Page text
Tuesday 28 January 2014

Confidence: Say Yes and Worry Less

1 comment:
 

First of all, this is a very different blog post for me to write about, as I feel it's something I'm still trying to deal with myself. On the whole, I wouldn't say I was a very confident person, so you may well be thinking "how is this going to help me if she isn't confident herself?" That's a valid point, and I guess the reason I'm writing this is so I can come back and read it myself when I'm having off days, but primarily I hope I can help some of you who may feel or have felt unhappy due to having low confidence/ self-esteem. So without further ado, I've jotted down a few ways in which you can make sure you feel happier with yourself as a person.. because you (yes, you reading this) deserve to be happy.

Ever since I was little, I've always been referred to as "the quiet one". This view that people had of me is something that always played at the back of my mind as I was growing up, and would often leave me thinking "people are going to think I'm miserable if I don't speak", or "If I don't contribute to a conversation they'll assume I'm boring". Even now I still think things like this, but one way to overcome this is to completely turn it on its head. If you constantly have that nagging little voice in your head telling you that you're boring and that you're not as funny or pretty or as good as anyone else, you'll start to believe it- which of course is going to lower your confidence. Instead of over-thinking these things and letting your inner thoughts take over, start focusing on the conversation you're having and really force yourself to listen to what is being said; you'll find it soooo much easier to respond to the person instead of worrying over not knowing what to say next or whether they like you or not.

Dataset rows

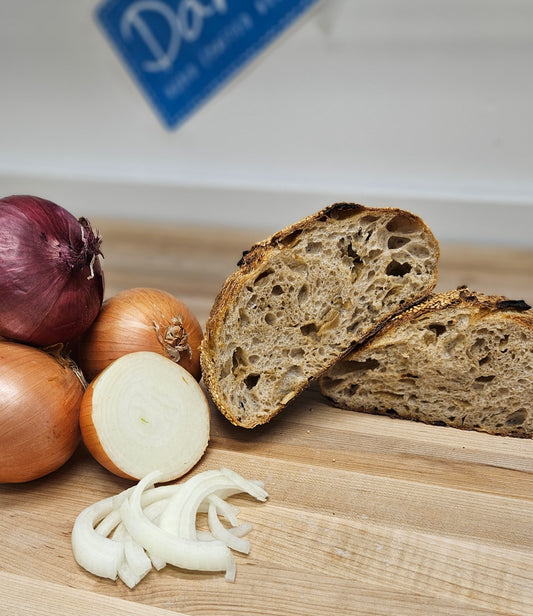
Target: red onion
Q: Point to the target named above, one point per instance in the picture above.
(51, 281)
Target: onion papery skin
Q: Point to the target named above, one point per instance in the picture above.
(141, 319)
(39, 413)
(51, 280)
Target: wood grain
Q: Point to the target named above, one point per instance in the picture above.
(366, 515)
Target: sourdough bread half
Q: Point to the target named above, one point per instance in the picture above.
(460, 359)
(300, 299)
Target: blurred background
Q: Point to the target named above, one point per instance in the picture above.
(421, 104)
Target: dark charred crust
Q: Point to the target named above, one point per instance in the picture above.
(287, 236)
(513, 304)
(241, 260)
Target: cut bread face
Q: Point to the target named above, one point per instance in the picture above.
(460, 359)
(302, 297)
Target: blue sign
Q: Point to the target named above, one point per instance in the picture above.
(182, 51)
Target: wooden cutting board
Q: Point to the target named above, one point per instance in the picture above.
(366, 515)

Set tasks
- A) Please extract from the confidence post, word for word, the passage between "First of all, this" and "to be happy.", inclusive.
- B) Put the lines of the records between the line holding "Target: wood grain" and the end of the records, inclusive, into a JSON list of strings with one string per line and blank lines omitted.

Answers for the exercise
- A)
First of all, this is a very different blog post for me to write about, as I feel it's something I'm still trying to deal with myself. On the whole, I wouldn't say I was a very confident person, so you may well be thinking "how is this going to help me if she isn't confident herself?" That's a valid point, and I guess the reason I'm writing this is so I can come back and read it myself when I'm having off days, but primarily I hope I can help some of you who may feel or have felt unhappy due to having low confidence/ self-esteem. So without further ado, I've jotted down a few ways in which you can make sure you feel happier with yourself as a person.. because you (yes, you reading this) deserve to be happy.

- B)
[
  "Target: wood grain",
  "Q: Point to the target named above, one point per instance in the picture above.",
  "(366, 515)",
  "Target: sourdough bread half",
  "Q: Point to the target named above, one point per instance in the picture above.",
  "(460, 359)",
  "(300, 299)",
  "Target: blurred background",
  "Q: Point to the target named above, one point per instance in the picture above.",
  "(421, 104)",
  "Target: dark charred crust",
  "Q: Point to the target named above, one point per instance in the picture above.",
  "(287, 236)",
  "(513, 304)",
  "(241, 260)",
  "Target: cut bread face",
  "Q: Point to the target named above, one point per instance in the picture above.",
  "(460, 359)",
  "(302, 297)",
  "Target: blue sign",
  "Q: Point to the target named above, one point per instance in the picture above.",
  "(182, 51)",
  "Target: wooden cutting board",
  "Q: Point to the target named above, one point per instance in the picture above.",
  "(366, 515)"
]